WHAT IS BEING ASKED :: Retype all of the material below word for word, keeping every line unchanged.

MATERIAL FOR THE TASK ::
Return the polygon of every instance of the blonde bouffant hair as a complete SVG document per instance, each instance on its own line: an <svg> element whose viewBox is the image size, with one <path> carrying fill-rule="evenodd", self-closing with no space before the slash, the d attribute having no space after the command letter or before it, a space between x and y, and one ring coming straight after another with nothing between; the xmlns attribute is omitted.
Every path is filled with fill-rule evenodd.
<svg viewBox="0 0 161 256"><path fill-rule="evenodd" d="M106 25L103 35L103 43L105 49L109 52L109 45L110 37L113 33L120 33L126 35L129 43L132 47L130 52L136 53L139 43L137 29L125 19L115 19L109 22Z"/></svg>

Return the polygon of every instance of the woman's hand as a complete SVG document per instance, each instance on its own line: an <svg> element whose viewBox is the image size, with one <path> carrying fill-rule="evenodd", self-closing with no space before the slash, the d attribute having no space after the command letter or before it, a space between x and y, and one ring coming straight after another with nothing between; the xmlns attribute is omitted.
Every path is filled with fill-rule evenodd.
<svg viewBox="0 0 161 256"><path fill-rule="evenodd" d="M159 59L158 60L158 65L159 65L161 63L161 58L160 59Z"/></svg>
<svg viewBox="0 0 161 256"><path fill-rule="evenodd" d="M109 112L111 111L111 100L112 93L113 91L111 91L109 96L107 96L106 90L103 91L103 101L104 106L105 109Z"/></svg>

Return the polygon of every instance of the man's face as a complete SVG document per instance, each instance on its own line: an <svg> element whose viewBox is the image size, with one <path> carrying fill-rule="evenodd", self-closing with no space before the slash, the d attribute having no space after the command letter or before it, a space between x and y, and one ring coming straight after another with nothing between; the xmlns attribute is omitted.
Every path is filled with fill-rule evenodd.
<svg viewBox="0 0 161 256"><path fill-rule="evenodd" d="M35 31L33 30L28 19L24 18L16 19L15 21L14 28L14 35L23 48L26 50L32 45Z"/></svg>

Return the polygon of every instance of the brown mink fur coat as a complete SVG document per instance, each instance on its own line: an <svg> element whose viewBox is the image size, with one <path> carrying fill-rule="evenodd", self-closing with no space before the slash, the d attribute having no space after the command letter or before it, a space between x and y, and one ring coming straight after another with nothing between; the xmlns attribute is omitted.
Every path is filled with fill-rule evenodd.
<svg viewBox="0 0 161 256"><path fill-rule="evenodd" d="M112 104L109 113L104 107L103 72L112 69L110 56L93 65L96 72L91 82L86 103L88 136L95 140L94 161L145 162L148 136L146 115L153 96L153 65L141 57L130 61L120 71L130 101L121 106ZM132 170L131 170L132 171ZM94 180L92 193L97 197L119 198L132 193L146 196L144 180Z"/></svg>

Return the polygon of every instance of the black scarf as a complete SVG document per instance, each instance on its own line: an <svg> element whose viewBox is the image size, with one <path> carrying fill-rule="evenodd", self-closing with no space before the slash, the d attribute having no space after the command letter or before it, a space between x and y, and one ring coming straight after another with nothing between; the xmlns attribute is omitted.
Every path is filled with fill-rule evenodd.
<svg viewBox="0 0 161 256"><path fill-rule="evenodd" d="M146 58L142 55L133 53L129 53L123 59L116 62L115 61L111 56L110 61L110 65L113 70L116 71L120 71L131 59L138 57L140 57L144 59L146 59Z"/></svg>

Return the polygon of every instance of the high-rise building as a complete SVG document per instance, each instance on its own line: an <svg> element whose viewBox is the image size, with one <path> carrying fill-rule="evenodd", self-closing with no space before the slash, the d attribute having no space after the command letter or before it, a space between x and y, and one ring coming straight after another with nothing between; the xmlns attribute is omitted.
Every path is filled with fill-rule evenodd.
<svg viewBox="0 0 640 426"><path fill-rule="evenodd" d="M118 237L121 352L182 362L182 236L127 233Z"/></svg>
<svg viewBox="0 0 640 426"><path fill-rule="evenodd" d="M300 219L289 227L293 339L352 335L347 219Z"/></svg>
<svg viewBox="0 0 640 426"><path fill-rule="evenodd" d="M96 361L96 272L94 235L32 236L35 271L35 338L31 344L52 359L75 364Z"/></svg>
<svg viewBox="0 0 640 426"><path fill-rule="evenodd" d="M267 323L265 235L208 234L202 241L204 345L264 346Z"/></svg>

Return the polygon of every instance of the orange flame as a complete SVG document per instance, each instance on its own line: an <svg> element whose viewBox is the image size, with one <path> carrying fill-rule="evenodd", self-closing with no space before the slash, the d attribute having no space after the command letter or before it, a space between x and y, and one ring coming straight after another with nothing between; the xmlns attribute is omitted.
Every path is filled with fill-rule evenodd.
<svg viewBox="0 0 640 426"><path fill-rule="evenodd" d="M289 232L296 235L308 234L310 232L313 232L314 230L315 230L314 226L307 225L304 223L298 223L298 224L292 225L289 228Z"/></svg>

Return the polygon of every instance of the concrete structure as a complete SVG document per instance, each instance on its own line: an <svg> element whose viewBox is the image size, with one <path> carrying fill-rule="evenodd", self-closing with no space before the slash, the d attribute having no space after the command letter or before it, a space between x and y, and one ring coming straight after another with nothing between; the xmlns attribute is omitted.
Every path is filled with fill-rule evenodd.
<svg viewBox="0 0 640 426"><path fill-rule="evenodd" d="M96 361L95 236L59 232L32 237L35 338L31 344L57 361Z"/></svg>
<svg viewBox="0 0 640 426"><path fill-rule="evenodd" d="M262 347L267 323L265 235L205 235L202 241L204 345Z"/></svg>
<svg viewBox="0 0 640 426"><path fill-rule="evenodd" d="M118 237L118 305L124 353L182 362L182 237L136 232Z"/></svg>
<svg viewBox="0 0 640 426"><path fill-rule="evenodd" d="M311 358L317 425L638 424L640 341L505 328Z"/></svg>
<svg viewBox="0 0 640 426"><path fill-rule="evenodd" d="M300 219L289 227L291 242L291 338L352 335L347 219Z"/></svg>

THE COMPLETED TASK ::
Return the polygon of every instance of the blonde bouffant hair as a complete SVG document per instance, each instance on its own line: an <svg> element whose viewBox is the image size, with one <path> carrying fill-rule="evenodd", self-closing with no space before the slash, the d attribute having no space after the command letter or before it, a space between x and y, and one ring coming straight after another with nothing between; the xmlns attribute is omitted.
Every path is filled with fill-rule evenodd.
<svg viewBox="0 0 161 256"><path fill-rule="evenodd" d="M106 25L103 35L103 43L105 49L109 52L109 45L110 37L113 33L120 33L126 35L129 43L132 47L130 52L136 53L139 43L137 29L125 19L115 19L109 22Z"/></svg>

Return the polygon of every instance of the woman's hand as a complete SVG document per instance, each instance on its own line: an <svg> element whose viewBox is the image size, with one <path> carrying fill-rule="evenodd", self-closing with no space before the slash, the d attribute having no space after the command letter or before it, a space between x and y, and one ring coming straight after another with nothing between; the xmlns attribute is omitted.
Every path is filled with fill-rule evenodd.
<svg viewBox="0 0 161 256"><path fill-rule="evenodd" d="M159 59L158 60L158 65L159 65L161 63L161 58L160 59Z"/></svg>
<svg viewBox="0 0 161 256"><path fill-rule="evenodd" d="M109 112L111 111L111 100L112 93L113 91L111 91L109 96L107 96L106 90L103 91L103 101L104 106L105 109Z"/></svg>

Return the polygon of every instance of the man's face as a complete SVG document per instance, each instance on its own line: an <svg> element whose viewBox is the image size, with one <path> carrying fill-rule="evenodd", self-closing with no space before the slash, the d attribute having no space after the command letter or before it, a space between x and y, and one ring coming straight after another with nothing between; the xmlns attribute is omitted.
Every path is filled with fill-rule evenodd.
<svg viewBox="0 0 161 256"><path fill-rule="evenodd" d="M35 31L33 30L28 19L24 18L16 19L15 21L14 28L14 35L23 48L26 50L32 45Z"/></svg>

Return the polygon of every instance of the brown mink fur coat as a complete SVG document per instance, each instance on its own line: an <svg> element whose viewBox is the image size, with one <path> carrying fill-rule="evenodd", self-closing with no space before the slash, the d attribute having no space after the command letter or before it, a space between x and y, and one ring coming straight after another with nothing between; the xmlns attribute is omitted.
Every path is filled with fill-rule evenodd.
<svg viewBox="0 0 161 256"><path fill-rule="evenodd" d="M112 104L109 113L104 107L103 72L112 69L110 56L93 65L96 72L91 82L86 103L88 136L95 140L94 161L145 162L148 136L146 115L153 96L153 65L141 57L130 61L120 71L130 101L121 106ZM132 170L131 170L132 171ZM94 180L92 193L97 197L119 198L132 193L146 196L144 180Z"/></svg>

Return the polygon of every instance of the black scarf as a complete SVG document per instance, each instance on its own line: an <svg> element whose viewBox is the image size, with one <path> carrying fill-rule="evenodd", self-closing with no space before the slash, the d attribute having no space after the command letter or before it, a space between x and y, and one ring coming straight after another with nothing between; the xmlns attribute is omitted.
Every path is filled with fill-rule evenodd.
<svg viewBox="0 0 161 256"><path fill-rule="evenodd" d="M146 58L142 55L133 53L129 53L123 59L116 62L115 61L111 56L110 61L110 65L113 70L116 71L120 71L131 59L138 57L140 57L144 59L146 59Z"/></svg>

Return the polygon of every instance of the high-rise building as a complete SVG document per instance, each instance on its own line: an <svg> element whose viewBox is the image size, with one <path> carrying fill-rule="evenodd", self-closing with no space before the slash, the d attribute having no space after the command letter or before it, a space between x and y, and one ring coming straight after another with nothing between; the xmlns attribute is omitted.
Every path is filled with fill-rule evenodd.
<svg viewBox="0 0 640 426"><path fill-rule="evenodd" d="M118 237L121 352L182 362L182 236L127 233Z"/></svg>
<svg viewBox="0 0 640 426"><path fill-rule="evenodd" d="M300 219L289 227L293 339L352 335L347 219Z"/></svg>
<svg viewBox="0 0 640 426"><path fill-rule="evenodd" d="M96 361L96 272L94 235L32 236L35 271L35 338L31 344L52 359L75 364Z"/></svg>
<svg viewBox="0 0 640 426"><path fill-rule="evenodd" d="M267 323L265 235L208 234L202 241L204 345L264 346Z"/></svg>

Return the polygon of every instance of the orange flame as a complete SVG document per instance, each instance on its own line: an <svg> element whose viewBox is the image size, with one <path> carrying fill-rule="evenodd", self-closing with no space before the slash, the d attribute having no space after the command letter or before it, a space between x and y, and one ring coming straight after another with nothing between; the xmlns attribute is omitted.
Every path is filled with fill-rule evenodd.
<svg viewBox="0 0 640 426"><path fill-rule="evenodd" d="M289 232L296 235L308 234L310 232L313 232L314 230L315 230L314 226L307 225L304 223L298 223L298 224L292 225L289 228Z"/></svg>

Return the polygon of every instance of the concrete structure as a complete SVG document per instance, each instance on its own line: an <svg> element whose viewBox is the image size, with one <path> carrying fill-rule="evenodd", self-closing with no space before the slash, the d attribute having no space after the command letter or before it, a space between x and y, and one ring coming straight after another with nothing between; the xmlns attribute is omitted.
Every path is filled with fill-rule evenodd.
<svg viewBox="0 0 640 426"><path fill-rule="evenodd" d="M96 361L95 236L59 232L32 237L35 338L31 344L57 361Z"/></svg>
<svg viewBox="0 0 640 426"><path fill-rule="evenodd" d="M262 347L267 323L265 235L205 235L202 241L204 345Z"/></svg>
<svg viewBox="0 0 640 426"><path fill-rule="evenodd" d="M118 237L118 305L124 353L182 362L182 237L136 232Z"/></svg>
<svg viewBox="0 0 640 426"><path fill-rule="evenodd" d="M311 358L317 425L638 424L640 341L505 328Z"/></svg>
<svg viewBox="0 0 640 426"><path fill-rule="evenodd" d="M300 219L289 227L291 242L291 338L352 335L347 219Z"/></svg>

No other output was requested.